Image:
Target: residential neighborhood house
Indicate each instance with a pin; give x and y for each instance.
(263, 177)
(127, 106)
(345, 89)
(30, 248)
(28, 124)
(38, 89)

════════

# Your task:
Copy the listing above line for line, keeping every character unchanged.

# Answer:
Image:
Target: residential neighborhood house
Indicate each instance with a pin; give x and y for each instance.
(263, 177)
(127, 106)
(345, 89)
(30, 248)
(28, 124)
(38, 89)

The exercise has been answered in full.